[EXERCÍCIO PROPOSTO]:
Copie na íntegra, sem nenhuma alteração, o texto abaixo sobre manifestações de preconceito na mídia.

[TEXTO DE ORIGEM]:
Rafinha vive num tempo em que as demonstrações de preconceito, como as do apresentador de outro programa de entretenimento da mesma emissora, Boris Casoy, não têm consequências maiores. Todos se recordam da fineza do jornalista ao desqualificar dois garis que apareceram em seu programa para desejar boas festas, no final de 2009. Sem saber que os microfones estavam abertos, ele foi ao ponto: "Que merda: dois lixeiros desejando felicidades do alto da suas vassouras. O mais baixo na escala do trabalho".

O artista do CQC também sabe que o pensamento vivo de gente como o deputado federal Jair Bolsonaro (PP-RJ) recebe destacada acolhida em grandes meios de comunicação. Sua entrevista à revista Playboy, em junho último, é pródiga em preciosidades. Segue um exemplo: “Moro num condomínio, de repente vai um casal homossexual morar do meu lado. Isso vai desvalorizar minha casa!”.

[DADOS COLETADOS]:
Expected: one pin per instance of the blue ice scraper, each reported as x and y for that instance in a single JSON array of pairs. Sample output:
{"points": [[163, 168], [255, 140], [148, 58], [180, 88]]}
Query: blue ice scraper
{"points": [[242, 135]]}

[SOLUÇÃO ABAIXO]:
Rafinha vive num tempo em que as demonstrações de preconceito, como as do apresentador de outro programa de entretenimento da mesma emissora, Boris Casoy, não têm consequências maiores. Todos se recordam da fineza do jornalista ao desqualificar dois garis que apareceram em seu programa para desejar boas festas, no final de 2009. Sem saber que os microfones estavam abertos, ele foi ao ponto: "Que merda: dois lixeiros desejando felicidades do alto da suas vassouras. O mais baixo na escala do trabalho".

O artista do CQC também sabe que o pensamento vivo de gente como o deputado federal Jair Bolsonaro (PP-RJ) recebe destacada acolhida em grandes meios de comunicação. Sua entrevista à revista Playboy, em junho último, é pródiga em preciosidades. Segue um exemplo: “Moro num condomínio, de repente vai um casal homossexual morar do meu lado. Isso vai desvalorizar minha casa!”.